[Begin Text passage]

It should complete in about five minutes once it has begun to run and produce a file named MPI_test.ppm in your home directory and an output file in a tmp directory under your home directory. The image file can be viewed with the GIMP program, or with irfanview

The following is a BASH-shell script to run the same program.

  • Run the following using qsub scriptname, where scriptname is the name you save the script under (or /home/examples/scripts/mpi_raytrace.bash).
#$ -S /bin/bash -pe MPI 20 -V -o $HOME/tmp/$JOB_NAME.$JOB_ID -j y
#   -S /bin/bash : Run the jobs using /bin/bash on this script
#   -pe MPI 20 : Run in the "MPI" parallel environment, with 20 job slots
#       (MPI is the compute queue, gMPI is the GPU queue, aMPI is the all queue).
#   -V : All environment variables active within qsub should be exported to the job
#   -o : Put the output files in ~/tmp, named by job name and ID, and task ID
#   -j y : Join the error and output files for each job (must come after -o).

# $TMPDIR/machines is filled in by the Grid Engine
# $NSLOTS holds the number of processes that have been run.
WDIR=/home/examples/tests/sge/mpi
cd $WDIR
# If using a starred MPI environment (See Using MPI):
`which mpirun` $WDIR/shootmpi -s 80 20 -r 1 $WDIR/1M1J.opt.wld ~/MPI_test.ppm
# Otherwise:
`which mpirun` -np $NSLOTS -hostfile $TMPDIR/machines $WDIR/shootmpi -s 80 20 -r 1 $WDIR/1M1J.opt.wld ~/MPI_test.ppm

If you are going to submit the script from the same directory it should run in, you can avoid the whole $WDIR setting above by adding the line #$ -cwd to the script -- that will run it in the current working directory at the time it is submitted.

[End Text passage]
[Begin Collected material]

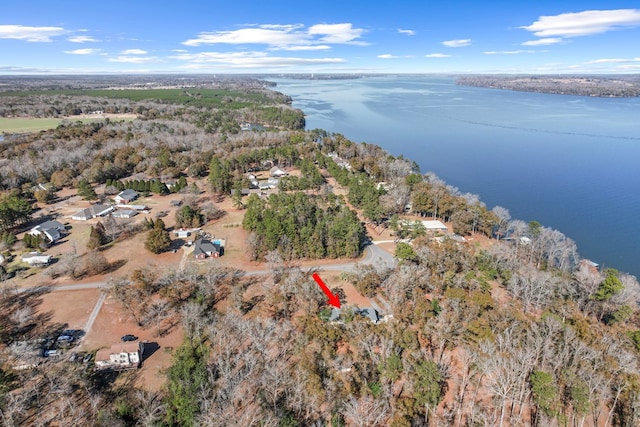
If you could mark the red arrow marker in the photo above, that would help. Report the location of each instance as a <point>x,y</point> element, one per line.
<point>333,299</point>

[End Collected material]

The tasks:
1. According to the MPI script text, what does the -j y option do?
2. Please continue the MPI script text from its last sentence.

Per-task outputs:
1. It joins the error and output files for each job.

2.
Available MPI parallel environments

These are the parallel environments (-pe option) available for MPI user job submission on the machine:

  • MPI This is where MPI jobs should normally be submitted. It attempts to fill a node up with job instances before moving to the next node.
  • rrMPI : This parallel environment distributes job instances in a round-robin fashion to all of the available nodes.

Running a set of shared-memory parallel jobs on the GRID

To submit a number of independent jobs, each of which uses more than one shared-memory thread, submit using the '-t' option, but submit to a parallel environment rather than to a queue. If you want 10 jobs, each of which requires a 16-processor machine, use the following (/home/examples/scripts/independent_smp.bash):

#$ -S /bin/bash
#$ -t 1-10
#$ -o $HOME/tmp/$JOB_NAME.$JOB_ID.$TASK_ID
#$ -j y
#$ -pe smp 16
#$ -tc 6  # If we're running 16-way parallel, only do 6 at a time
#           to make sure that we don't use more than 100 cores at
#           once.

# Run the job.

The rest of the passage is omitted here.